* [元の文章]

------------------------------

この本には地震、台風、豪雨に役立つ危機管理のプロによる直伝のテクニックが分かりやすいイラストと写真と文章で100例をまとめています。1作目のパート1では自分の胸の高さ以上に荷物や物を置かないこと、地震発生に備えての部屋管理の仕方や、断水に備え風呂に水を貯めること、電車に立って乗車している場合は、両手でつり革を持つなど基本的なことが書かれています。
 自宅で停電した時は懐中電灯にナイロン袋を付けてランタン代わりにする。緊急時に自分の電話は使えなくなった場合は、無料の公衆電話を使う。非常食には「かんぱん」と「板チョコ」が少量でもエネルギーに変わりやすい。缶切りがない場合には、缶の蓋をコンクリートなどにこすり、側面を押すと缶が開くなどの方法も紹介されています。
 以外と基本的なことは忘れがちですが、再度、確認することも大事ですね。
 
 そして、今年の10月に発売されたのがパート2の「自衛隊防災BOOK2」(マガジンハウス)です。同著には全国の自衛隊員が伝授する災害別テクニック129が掲載されています。パート1同様にイラストと写真をふんだんに使用し、読みやすく理解しやすい内容になっています。

 

災害でのケガ対策も

自衛隊防災BOOK2」では「大雨から、安全に身を守る方法」「地震の発生時&被災後を乗り切るには」「強風が吹いた時にケガを回避する方法」などについてのテクニックを以下に伝授しています。
 自宅にいて「大雨注意報」が出たら、排水溝を掃除することです。大雨による冠水、浸水被害を抑えるには、家の周りの排水溝を掃除し、雨水の流れをよくしておくことが重要です。落ち葉やごみが溜まっていると水がながれにくくなってしまいます。また車が浸水した場合は、むやみにエンジンをかけないことです。排気口が水につかった状態でエンジンをかけると、エンジンが故障するのはもちろん、電気系統のショートで火事が発生する可能性があります。
 
 会社にいて大地震に遭遇した場合は、上方からの落下物を防ぐために、ヘルメットをかぶるかパイプ椅子をヘルメットがわりにすることです。自宅にいて遭遇した場合は、トイレの扉を開けたままにして中に避難するのも安全な避難方法の一つです。

------------------------------

* [やること]
[1] 防災本の紹介文によると、「自衛隊防災BOOK2」には全国の自衛隊員が伝授する災害別テクニックがいくつ掲載されていますか。
[2] 防災本の紹介文の続きを、最後の文の後から書いてください。
記録は元の文章とは別の資料です。

------------------------------

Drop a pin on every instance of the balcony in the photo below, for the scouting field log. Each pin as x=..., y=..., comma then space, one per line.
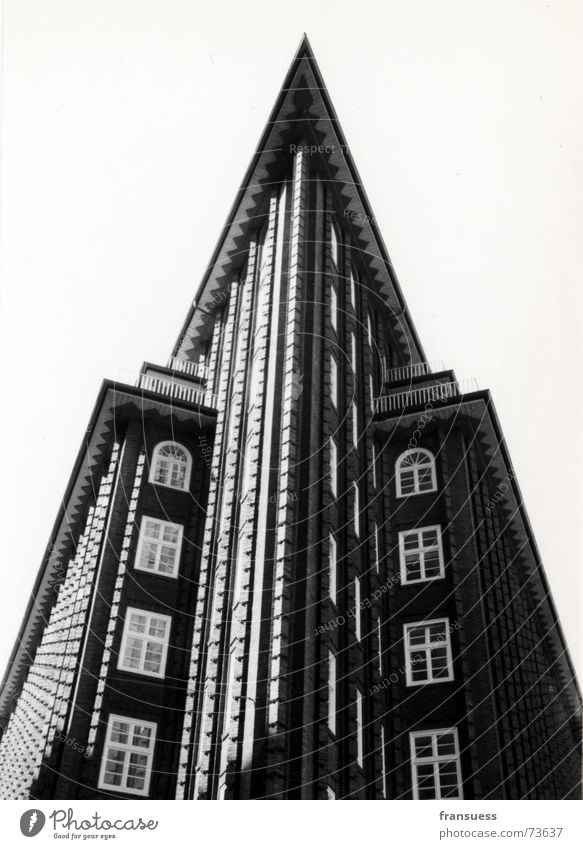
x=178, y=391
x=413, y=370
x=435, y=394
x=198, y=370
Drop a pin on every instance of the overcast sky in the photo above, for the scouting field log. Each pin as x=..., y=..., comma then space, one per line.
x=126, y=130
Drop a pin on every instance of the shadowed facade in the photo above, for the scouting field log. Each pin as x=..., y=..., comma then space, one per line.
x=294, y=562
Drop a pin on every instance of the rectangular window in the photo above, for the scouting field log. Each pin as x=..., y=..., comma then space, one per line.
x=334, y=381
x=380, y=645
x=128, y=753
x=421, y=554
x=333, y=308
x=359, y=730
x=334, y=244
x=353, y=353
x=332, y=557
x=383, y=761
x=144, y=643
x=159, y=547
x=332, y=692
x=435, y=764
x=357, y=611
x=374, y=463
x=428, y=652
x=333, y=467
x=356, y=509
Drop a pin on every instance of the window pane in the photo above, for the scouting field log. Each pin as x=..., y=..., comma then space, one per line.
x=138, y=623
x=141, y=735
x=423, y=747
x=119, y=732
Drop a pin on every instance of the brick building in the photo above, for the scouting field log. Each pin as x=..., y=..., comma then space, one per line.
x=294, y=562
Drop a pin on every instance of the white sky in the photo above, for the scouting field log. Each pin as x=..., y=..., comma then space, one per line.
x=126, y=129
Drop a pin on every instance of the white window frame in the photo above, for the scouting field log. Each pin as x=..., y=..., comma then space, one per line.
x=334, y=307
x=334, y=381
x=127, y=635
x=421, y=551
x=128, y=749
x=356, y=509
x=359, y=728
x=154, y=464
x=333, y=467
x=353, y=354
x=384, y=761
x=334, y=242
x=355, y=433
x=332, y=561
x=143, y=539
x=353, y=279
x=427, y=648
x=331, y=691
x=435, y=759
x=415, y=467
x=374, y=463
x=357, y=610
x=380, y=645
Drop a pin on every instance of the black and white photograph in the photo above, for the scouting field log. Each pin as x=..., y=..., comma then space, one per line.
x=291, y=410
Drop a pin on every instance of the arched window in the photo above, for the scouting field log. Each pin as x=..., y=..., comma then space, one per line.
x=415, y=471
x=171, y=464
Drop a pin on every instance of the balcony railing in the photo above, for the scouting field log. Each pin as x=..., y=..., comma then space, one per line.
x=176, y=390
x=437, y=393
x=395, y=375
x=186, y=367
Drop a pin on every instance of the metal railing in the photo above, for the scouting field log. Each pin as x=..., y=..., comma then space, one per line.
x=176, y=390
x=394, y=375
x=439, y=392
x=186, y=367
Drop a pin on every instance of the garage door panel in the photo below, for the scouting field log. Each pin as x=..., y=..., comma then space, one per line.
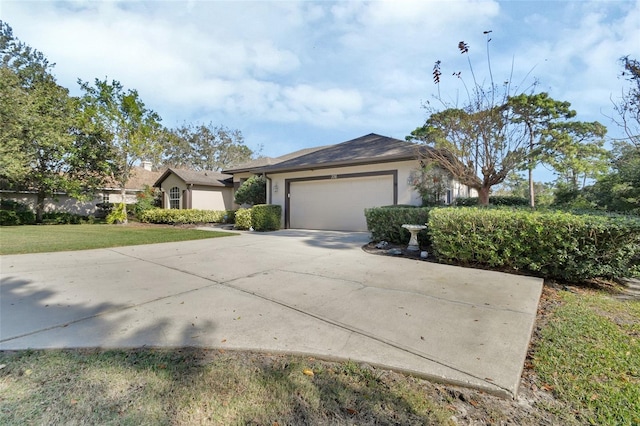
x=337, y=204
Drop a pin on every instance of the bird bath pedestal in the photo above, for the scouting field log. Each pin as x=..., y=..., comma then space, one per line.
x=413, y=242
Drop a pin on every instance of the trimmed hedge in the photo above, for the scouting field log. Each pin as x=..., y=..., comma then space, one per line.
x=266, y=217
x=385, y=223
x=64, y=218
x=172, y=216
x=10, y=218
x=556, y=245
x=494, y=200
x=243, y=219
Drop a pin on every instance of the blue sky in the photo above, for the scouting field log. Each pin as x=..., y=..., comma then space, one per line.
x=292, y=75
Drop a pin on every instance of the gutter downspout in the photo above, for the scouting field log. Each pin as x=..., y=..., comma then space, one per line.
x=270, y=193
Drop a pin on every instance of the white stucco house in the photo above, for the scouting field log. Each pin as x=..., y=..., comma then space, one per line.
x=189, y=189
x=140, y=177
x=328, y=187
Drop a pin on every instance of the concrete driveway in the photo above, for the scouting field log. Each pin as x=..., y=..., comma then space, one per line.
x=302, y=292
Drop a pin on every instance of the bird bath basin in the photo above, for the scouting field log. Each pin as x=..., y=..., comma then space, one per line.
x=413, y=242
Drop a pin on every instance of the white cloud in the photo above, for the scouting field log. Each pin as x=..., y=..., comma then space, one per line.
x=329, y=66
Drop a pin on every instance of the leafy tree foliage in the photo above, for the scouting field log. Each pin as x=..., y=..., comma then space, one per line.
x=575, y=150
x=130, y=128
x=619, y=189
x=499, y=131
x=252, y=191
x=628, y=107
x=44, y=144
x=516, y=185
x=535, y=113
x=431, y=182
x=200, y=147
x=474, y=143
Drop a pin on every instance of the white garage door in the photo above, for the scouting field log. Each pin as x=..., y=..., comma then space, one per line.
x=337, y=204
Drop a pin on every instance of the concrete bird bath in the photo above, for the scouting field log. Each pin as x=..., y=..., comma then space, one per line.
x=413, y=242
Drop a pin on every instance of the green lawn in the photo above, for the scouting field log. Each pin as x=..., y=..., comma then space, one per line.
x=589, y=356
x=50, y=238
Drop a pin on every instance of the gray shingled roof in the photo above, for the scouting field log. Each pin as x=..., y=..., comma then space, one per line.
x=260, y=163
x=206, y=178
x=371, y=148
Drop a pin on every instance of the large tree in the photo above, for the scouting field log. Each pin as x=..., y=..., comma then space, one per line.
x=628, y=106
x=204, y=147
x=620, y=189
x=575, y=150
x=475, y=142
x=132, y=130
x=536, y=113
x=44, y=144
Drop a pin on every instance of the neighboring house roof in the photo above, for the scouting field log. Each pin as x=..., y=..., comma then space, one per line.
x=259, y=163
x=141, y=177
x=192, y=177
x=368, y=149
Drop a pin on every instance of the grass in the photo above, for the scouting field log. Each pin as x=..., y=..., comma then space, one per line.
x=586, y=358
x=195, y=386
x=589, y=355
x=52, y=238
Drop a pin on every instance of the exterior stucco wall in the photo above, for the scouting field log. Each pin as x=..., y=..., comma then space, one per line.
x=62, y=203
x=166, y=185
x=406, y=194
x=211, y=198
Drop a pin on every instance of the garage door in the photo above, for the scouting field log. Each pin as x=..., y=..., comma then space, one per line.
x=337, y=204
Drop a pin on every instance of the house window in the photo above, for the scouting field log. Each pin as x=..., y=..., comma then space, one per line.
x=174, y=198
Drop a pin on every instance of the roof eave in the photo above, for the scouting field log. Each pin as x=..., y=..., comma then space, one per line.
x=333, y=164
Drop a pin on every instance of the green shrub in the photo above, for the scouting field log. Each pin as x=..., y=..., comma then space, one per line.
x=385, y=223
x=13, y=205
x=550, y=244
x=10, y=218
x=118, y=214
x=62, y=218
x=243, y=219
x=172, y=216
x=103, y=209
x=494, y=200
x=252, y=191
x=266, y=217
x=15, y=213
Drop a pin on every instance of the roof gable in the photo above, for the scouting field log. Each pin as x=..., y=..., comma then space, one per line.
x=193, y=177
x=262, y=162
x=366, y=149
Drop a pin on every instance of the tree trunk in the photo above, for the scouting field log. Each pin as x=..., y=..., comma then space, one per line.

------------------------------

* [各課題の答え]
[1] 129です。

[2]
 
 火事や地震で逃げる途中に捻挫した場合は、タオルやネクタイなどで足首をしばり90度に保つ。次にネクタイを足の甲でクロスし、足裏で交差させる。また、ガラスが割れて破片が足に刺さった場合は、自分で抜いたりすると傷がひどくなる可能性があることから、むやみに破片をぬかずに、刺さった周りにガーゼやホワイトテープをはり包帯を巻いてしっかり固定し病院で手当てする・・・・などを挙げています。
 

災害で戦場化する日常

Commentブログ筆者
 9月から10月にかけて日本を震撼させる大型の台風による被害が相次いでいます。9月の台風15号は強風で千葉県の館山などに住む方々の民家を襲い屋根を吹き飛ばしました。この強風で電柱が破損し停電が発生、被害を受けた全域が復旧するまでに3週間以上がかかりました。
 
 この状況から1か月が経過した10月12日から13日には関東、東北、北海道地区を襲った台風19号では、2か月に降る雨が1日で降るという大雨が降りました。長野県の千曲川をはじめ東京都内では多摩川が決壊したほか、栃木県、福島県宮城県など各地域で多くの川が決壊し停電も発生しています。

被害状況は17日現在、死者77人、行方不明者10人と発表されています。車はもちろん、家が水没してしまうという大災害です。日本はここ数年では、地震だけでなく、水害の被害が年々、拡大しているのです。台風19号についても2万人の自衛隊が救援活動に動いています。
 
 東日本大震災や昨年7月に四国や広島県で発生した西日本豪雨では救助活動にあたった自衛官の「まるで戦場だった」という発言を聞きましたが、災害が発生した場合に日本はいつ、どこで戦争と変わらない悲惨な状況に追い込まれるか分からない環境にあります。あらゆる事態を想定し備えなければいけません。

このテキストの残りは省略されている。